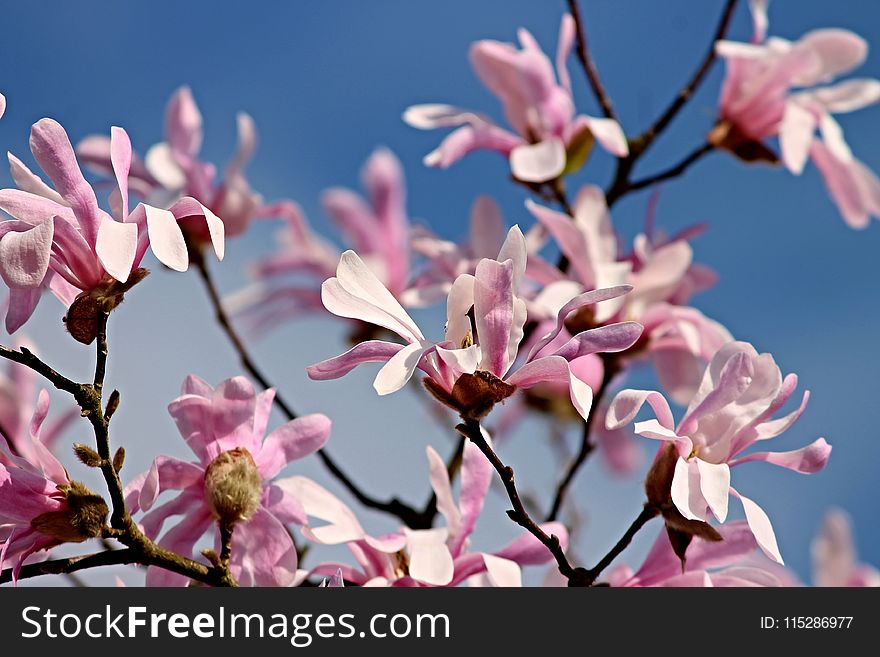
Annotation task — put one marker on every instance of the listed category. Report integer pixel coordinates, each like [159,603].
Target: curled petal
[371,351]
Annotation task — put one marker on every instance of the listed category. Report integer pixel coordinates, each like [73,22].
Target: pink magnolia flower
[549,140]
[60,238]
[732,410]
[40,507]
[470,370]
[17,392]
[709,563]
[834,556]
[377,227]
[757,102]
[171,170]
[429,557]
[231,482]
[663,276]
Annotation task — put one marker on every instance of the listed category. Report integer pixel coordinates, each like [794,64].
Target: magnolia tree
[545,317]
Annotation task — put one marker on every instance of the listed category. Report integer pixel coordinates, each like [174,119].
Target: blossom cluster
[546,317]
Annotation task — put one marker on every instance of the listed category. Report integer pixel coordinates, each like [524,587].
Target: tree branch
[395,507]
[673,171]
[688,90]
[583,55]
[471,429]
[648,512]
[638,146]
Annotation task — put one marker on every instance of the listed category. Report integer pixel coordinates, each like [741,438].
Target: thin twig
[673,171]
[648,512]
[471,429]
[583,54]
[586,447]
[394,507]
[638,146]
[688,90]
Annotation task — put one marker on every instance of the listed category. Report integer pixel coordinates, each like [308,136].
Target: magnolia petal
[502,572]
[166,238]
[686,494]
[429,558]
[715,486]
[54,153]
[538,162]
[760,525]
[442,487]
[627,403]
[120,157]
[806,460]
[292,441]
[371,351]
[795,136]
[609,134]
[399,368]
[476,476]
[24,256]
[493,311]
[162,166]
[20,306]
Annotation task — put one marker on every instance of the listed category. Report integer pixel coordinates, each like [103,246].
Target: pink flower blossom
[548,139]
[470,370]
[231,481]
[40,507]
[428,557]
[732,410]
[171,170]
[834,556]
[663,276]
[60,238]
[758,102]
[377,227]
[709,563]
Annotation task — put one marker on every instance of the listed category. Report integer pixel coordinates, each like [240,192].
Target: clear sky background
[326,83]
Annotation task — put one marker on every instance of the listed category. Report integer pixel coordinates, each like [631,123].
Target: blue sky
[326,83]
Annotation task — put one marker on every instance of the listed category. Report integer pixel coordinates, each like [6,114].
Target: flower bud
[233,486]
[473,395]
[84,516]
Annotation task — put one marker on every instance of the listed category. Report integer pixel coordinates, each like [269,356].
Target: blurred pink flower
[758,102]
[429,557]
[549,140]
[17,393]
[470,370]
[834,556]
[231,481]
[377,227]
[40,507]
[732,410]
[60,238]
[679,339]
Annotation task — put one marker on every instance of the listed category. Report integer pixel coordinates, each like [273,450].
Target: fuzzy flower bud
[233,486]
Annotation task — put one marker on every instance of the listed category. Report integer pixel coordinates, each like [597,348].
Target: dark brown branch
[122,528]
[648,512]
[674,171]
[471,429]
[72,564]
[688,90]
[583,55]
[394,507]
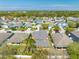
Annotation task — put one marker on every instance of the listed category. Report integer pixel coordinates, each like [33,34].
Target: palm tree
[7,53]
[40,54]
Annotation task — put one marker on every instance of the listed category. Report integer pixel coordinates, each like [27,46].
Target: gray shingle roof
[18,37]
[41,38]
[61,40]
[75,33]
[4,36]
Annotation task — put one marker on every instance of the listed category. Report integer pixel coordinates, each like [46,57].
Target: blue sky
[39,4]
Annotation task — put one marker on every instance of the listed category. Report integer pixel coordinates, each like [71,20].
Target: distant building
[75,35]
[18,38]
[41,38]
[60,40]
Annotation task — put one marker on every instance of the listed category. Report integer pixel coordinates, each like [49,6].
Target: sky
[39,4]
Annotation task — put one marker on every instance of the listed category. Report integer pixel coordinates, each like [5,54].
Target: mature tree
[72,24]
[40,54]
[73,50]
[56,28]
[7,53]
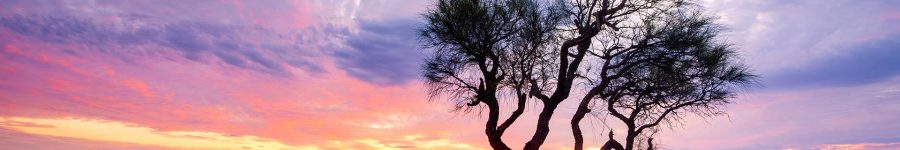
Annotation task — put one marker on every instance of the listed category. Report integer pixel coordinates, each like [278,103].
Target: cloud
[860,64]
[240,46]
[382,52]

· · · ·

--- ACTION ITEM ---
All lines from the line with "each like [5,54]." through the final line of the data, both included, are to be repeated exactly; no other lines and no pictures.

--- YOUR RESPONSE ---
Annotation task — put one marker on every instance of the listed category. Report integer pixel coordinates, each like [5,54].
Target: mature tree
[72,24]
[40,54]
[73,50]
[56,28]
[7,53]
Annotation task — put one marker on every instance of the listed category. Report integer pixel coordinates, each like [278,103].
Target: cloud
[860,64]
[240,46]
[382,52]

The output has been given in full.